* [Required actions]
(a) The post about sharing an image directory describes setting up a symlink from the new account to the main directory. Based on the post, what did the writer want that symlink to make possible?
(b) Make a list of every distinct directory path that appears in the post about sharing an image directory, written as it is shown in the post.
(c) In the post about sharing an image directory, quote the stretch from "Just to clarify, I" through "the same directory.".

* [Text]
Just to clarify, I have an account with a directory full of images that are regularly changed by scripts in the account. I have another account, and I want its scripts to be able to add / delete images in the same directory.

Eg, main directory:

/home/example/www/images/

I set up a symlink from the new account to the main directory, ala:

Code:
ln -s /home/example/www/images/ /home/new/
and the scripts in /new/ can read the files in /example/www/images/, but can't upload new ones. FWIW, the permission for the main directory is 0777.

I should mention that there are 6 directories in /example/ that I really want to share.

So, what if I set /home/shared/ to be shared directory (just a directory, not an account), then symlink the directories in both /example/ and /new/ to it? Like so (I think):

Code:
Create group
# groupadd shared

Setup username and password for new group
(do I just make up a username and password here?)

[A run of lines]
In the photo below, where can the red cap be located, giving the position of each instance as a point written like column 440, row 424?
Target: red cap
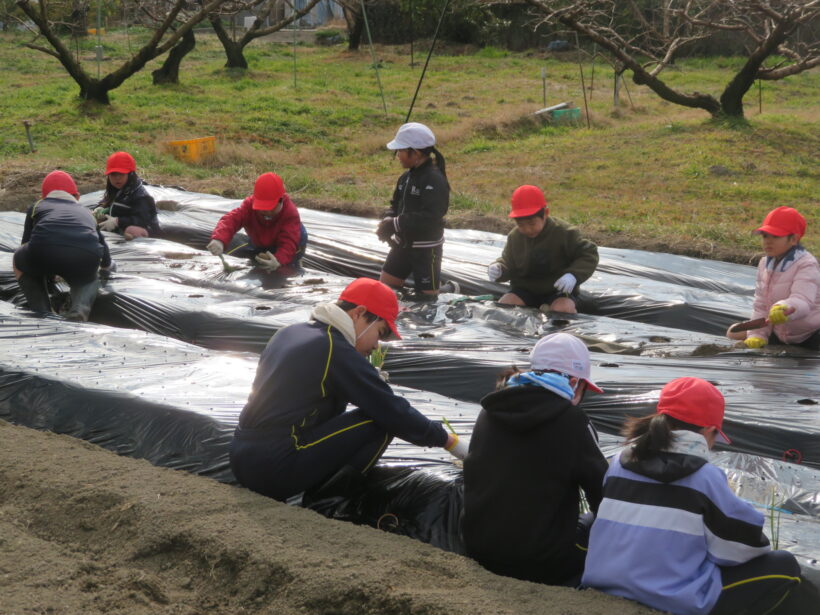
column 268, row 191
column 120, row 162
column 694, row 401
column 783, row 221
column 526, row 201
column 378, row 298
column 59, row 180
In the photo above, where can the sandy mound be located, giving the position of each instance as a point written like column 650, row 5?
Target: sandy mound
column 85, row 531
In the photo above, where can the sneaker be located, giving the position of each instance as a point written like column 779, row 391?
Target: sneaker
column 450, row 287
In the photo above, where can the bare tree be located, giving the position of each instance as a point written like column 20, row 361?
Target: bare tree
column 644, row 37
column 171, row 20
column 263, row 11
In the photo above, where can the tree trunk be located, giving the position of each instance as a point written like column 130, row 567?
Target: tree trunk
column 355, row 26
column 169, row 71
column 233, row 49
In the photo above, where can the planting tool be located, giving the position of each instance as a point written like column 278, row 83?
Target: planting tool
column 747, row 325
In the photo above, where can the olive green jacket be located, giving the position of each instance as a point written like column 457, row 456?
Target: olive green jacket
column 535, row 264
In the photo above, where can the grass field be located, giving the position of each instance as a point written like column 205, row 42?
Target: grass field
column 649, row 175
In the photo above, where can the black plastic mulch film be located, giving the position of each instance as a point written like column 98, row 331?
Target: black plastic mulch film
column 165, row 365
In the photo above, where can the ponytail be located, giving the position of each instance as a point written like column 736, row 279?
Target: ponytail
column 651, row 434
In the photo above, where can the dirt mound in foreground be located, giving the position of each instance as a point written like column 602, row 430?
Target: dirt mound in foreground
column 85, row 531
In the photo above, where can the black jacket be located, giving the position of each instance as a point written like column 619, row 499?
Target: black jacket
column 64, row 222
column 419, row 204
column 132, row 205
column 529, row 453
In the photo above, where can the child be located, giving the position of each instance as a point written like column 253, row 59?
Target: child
column 126, row 206
column 545, row 259
column 787, row 291
column 60, row 238
column 670, row 532
column 414, row 224
column 271, row 220
column 531, row 450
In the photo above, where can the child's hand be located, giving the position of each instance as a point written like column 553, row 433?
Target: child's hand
column 755, row 342
column 779, row 313
column 565, row 283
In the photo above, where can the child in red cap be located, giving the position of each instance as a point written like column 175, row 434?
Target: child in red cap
column 545, row 259
column 787, row 291
column 275, row 231
column 60, row 238
column 295, row 433
column 670, row 533
column 126, row 206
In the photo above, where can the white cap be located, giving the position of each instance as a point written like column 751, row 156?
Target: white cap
column 413, row 135
column 563, row 353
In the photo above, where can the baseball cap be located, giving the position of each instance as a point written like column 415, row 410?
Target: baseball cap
column 120, row 162
column 267, row 191
column 526, row 201
column 378, row 298
column 59, row 180
column 694, row 401
column 413, row 135
column 563, row 353
column 783, row 221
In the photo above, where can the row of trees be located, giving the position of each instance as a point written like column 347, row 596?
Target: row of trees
column 643, row 37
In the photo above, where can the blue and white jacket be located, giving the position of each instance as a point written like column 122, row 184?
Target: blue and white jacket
column 666, row 525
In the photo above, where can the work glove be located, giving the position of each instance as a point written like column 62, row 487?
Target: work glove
column 110, row 223
column 268, row 261
column 385, row 229
column 779, row 313
column 755, row 342
column 215, row 247
column 458, row 447
column 565, row 283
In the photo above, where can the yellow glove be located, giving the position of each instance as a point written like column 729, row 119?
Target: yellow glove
column 779, row 313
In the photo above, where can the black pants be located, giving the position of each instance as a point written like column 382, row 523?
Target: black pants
column 284, row 464
column 759, row 586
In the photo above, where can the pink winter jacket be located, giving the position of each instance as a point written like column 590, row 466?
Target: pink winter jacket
column 795, row 282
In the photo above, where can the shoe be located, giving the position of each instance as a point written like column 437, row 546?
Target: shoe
column 450, row 287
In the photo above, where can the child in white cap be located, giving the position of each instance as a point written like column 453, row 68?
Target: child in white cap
column 414, row 224
column 531, row 450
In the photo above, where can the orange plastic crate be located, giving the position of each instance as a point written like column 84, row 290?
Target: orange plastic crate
column 193, row 150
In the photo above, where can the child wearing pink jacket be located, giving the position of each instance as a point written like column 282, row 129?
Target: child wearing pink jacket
column 787, row 290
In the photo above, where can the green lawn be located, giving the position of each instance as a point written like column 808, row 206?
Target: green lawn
column 652, row 175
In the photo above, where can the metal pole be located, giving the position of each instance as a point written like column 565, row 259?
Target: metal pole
column 373, row 56
column 583, row 85
column 427, row 61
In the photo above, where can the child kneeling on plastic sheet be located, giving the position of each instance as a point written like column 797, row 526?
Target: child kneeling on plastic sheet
column 295, row 434
column 60, row 238
column 271, row 220
column 670, row 533
column 126, row 206
column 545, row 259
column 787, row 291
column 531, row 450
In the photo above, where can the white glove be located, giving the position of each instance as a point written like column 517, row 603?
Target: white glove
column 267, row 261
column 565, row 283
column 459, row 448
column 215, row 247
column 109, row 224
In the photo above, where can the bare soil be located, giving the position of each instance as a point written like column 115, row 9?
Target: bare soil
column 20, row 187
column 85, row 531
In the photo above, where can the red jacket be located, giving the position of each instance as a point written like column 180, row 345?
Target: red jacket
column 280, row 235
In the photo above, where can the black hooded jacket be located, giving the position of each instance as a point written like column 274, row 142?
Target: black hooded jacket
column 529, row 453
column 132, row 205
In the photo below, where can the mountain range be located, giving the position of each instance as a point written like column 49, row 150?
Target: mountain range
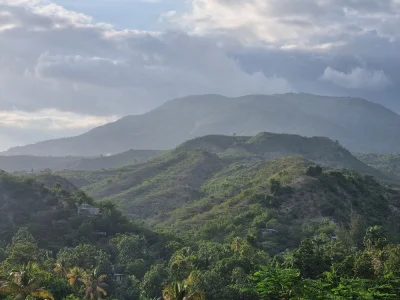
column 29, row 163
column 220, row 186
column 359, row 125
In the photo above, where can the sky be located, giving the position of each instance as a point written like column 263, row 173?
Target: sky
column 67, row 66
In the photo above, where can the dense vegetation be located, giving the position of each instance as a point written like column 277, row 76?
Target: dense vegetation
column 219, row 217
column 348, row 261
column 386, row 163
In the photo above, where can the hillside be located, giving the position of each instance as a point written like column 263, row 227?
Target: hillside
column 27, row 163
column 357, row 124
column 386, row 163
column 213, row 181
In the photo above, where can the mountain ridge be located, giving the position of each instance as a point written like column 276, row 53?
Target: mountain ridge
column 358, row 124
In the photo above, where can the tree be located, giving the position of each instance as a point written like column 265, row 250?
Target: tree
column 23, row 248
column 276, row 283
column 375, row 238
column 154, row 280
column 183, row 290
column 95, row 286
column 24, row 283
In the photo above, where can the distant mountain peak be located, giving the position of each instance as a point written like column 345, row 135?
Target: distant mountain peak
column 357, row 124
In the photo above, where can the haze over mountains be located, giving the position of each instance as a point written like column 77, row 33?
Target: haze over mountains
column 357, row 124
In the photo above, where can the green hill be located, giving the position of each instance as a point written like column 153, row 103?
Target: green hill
column 217, row 187
column 47, row 206
column 386, row 163
column 357, row 124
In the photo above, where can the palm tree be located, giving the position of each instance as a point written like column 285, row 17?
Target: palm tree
column 60, row 269
column 183, row 290
column 74, row 275
column 24, row 283
column 375, row 237
column 94, row 285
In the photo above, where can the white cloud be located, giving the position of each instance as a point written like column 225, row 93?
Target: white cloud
column 357, row 78
column 51, row 119
column 71, row 63
column 53, row 59
column 291, row 22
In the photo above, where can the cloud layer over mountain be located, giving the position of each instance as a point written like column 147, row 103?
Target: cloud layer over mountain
column 60, row 61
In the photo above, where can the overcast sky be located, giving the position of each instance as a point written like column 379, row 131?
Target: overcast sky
column 69, row 65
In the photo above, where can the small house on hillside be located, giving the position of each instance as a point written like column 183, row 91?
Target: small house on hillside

* [Answer set]
(a) The writer wanted the scripts in the second account to be able to add and delete images in the same directory that the first account's scripts regularly change.

(b)
- /home/example/www/images/
- /home/new/
- /new/
- /example/www/images/
- /example/
- /home/shared/

(c)
Just to clarify, I have an account with a directory full of images that are regularly changed by scripts in the account. I have another account, and I want its scripts to be able to add / delete images in the same directory.